Task item: Scan the entries below. Report each line where the string "target" occurs.

(Collected data)
==================================================

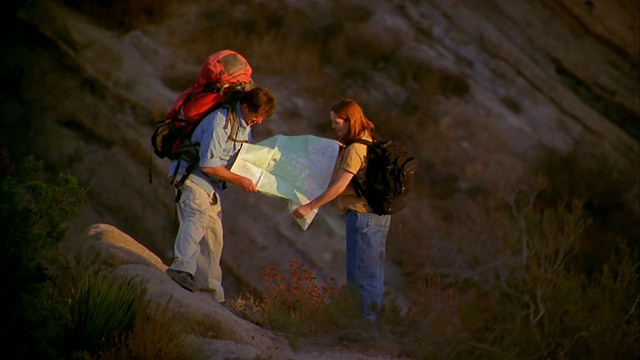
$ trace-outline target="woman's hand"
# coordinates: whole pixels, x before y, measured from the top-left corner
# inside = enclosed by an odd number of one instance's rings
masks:
[[[340,169],[340,172],[338,172],[338,176],[336,177],[335,181],[329,184],[329,187],[322,194],[318,195],[310,202],[295,208],[295,210],[291,212],[291,215],[293,215],[293,217],[297,219],[303,219],[304,217],[309,215],[309,213],[313,211],[313,209],[320,208],[322,205],[328,203],[329,201],[335,199],[336,196],[340,195],[340,193],[347,188],[347,185],[349,185],[349,182],[352,178],[352,173],[344,169]]]
[[[313,208],[309,204],[304,204],[295,208],[291,214],[294,218],[304,219],[312,210]]]

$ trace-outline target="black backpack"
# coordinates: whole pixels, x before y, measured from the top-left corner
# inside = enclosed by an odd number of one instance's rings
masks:
[[[390,140],[367,141],[367,169],[364,182],[352,180],[358,196],[364,197],[378,215],[402,210],[413,189],[417,161],[404,146]]]

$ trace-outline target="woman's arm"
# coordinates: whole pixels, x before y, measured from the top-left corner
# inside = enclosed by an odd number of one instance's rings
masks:
[[[328,203],[329,201],[335,199],[338,195],[340,195],[344,191],[344,189],[347,188],[347,185],[349,185],[349,182],[351,182],[352,178],[352,173],[344,169],[340,169],[340,172],[338,173],[335,181],[332,182],[322,194],[318,195],[310,202],[298,206],[295,210],[293,210],[291,214],[293,214],[293,216],[296,218],[304,218],[313,209],[321,207],[322,205]]]

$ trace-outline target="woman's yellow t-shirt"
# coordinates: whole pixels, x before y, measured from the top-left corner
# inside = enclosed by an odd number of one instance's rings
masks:
[[[351,143],[338,156],[336,172],[344,169],[355,175],[355,177],[363,181],[365,178],[365,170],[367,164],[367,145],[360,143]],[[338,211],[340,215],[344,215],[349,210],[357,212],[371,212],[371,207],[367,201],[356,194],[353,184],[350,182],[347,188],[338,195]]]

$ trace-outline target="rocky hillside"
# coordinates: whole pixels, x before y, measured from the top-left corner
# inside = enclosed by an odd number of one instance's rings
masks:
[[[237,316],[228,305],[213,301],[205,292],[185,291],[164,273],[166,265],[160,258],[111,225],[95,224],[78,241],[65,245],[74,267],[115,274],[122,281],[135,279],[143,284],[151,308],[178,314],[168,325],[212,329],[209,332],[216,333],[215,337],[189,333],[187,343],[197,349],[195,359],[406,359],[394,355],[397,339],[377,330],[368,335],[375,340],[362,342],[369,345],[351,347],[321,336],[293,340],[265,330]]]
[[[170,262],[173,190],[149,137],[202,60],[224,48],[245,55],[278,97],[259,139],[333,137],[327,109],[352,97],[414,150],[419,186],[388,241],[399,297],[416,243],[450,260],[439,271],[456,271],[445,246],[452,204],[543,171],[549,154],[625,184],[616,194],[637,212],[637,1],[91,3],[25,1],[5,12],[3,32],[1,144],[86,187],[73,236],[108,223]],[[279,199],[231,188],[223,207],[230,294],[289,260],[344,282],[333,206],[306,231]]]

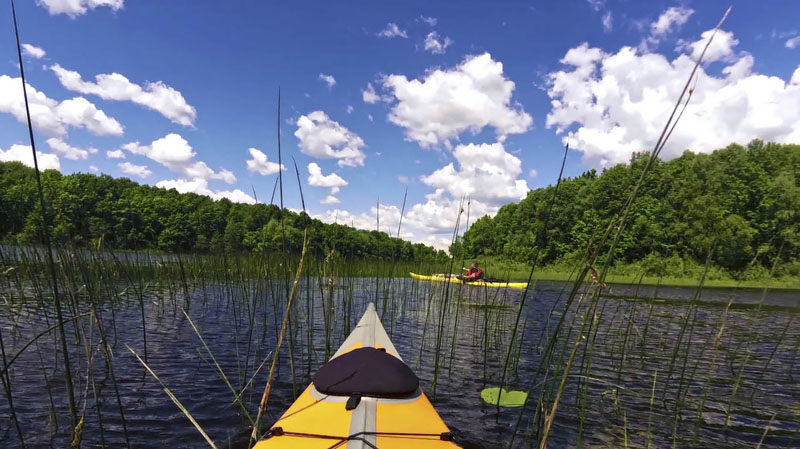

==================================================

Finished task:
$ trace-outline target="woman's hand"
$ trace-outline target="black backpack"
$ trace-outline target="woman's arm"
$ trace-outline target="woman's yellow t-shirt"
$ trace-outline target="rocky hillside"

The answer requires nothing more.